Dataset content:
════════════════
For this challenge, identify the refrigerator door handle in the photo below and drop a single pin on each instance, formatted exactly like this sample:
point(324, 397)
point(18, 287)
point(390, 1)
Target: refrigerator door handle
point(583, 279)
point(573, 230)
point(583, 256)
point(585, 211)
════════════════
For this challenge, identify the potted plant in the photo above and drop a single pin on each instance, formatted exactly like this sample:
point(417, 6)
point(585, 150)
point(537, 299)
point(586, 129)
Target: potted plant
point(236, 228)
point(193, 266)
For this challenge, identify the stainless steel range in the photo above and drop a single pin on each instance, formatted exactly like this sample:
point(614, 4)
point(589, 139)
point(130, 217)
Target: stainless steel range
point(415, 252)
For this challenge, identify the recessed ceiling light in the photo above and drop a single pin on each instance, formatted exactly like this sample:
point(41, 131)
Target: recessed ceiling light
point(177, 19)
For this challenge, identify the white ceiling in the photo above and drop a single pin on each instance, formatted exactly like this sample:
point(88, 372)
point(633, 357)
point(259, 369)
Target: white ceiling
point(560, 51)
════════════════
Written request: Please report every line of the material above that contains the string "Target", copying each line in full. Uppercase and lowercase count as different letters when matching.

Task output:
Target: refrigerator door handle
Target: potted plant
Target: stainless steel range
Target: recessed ceiling light
Target: white ceiling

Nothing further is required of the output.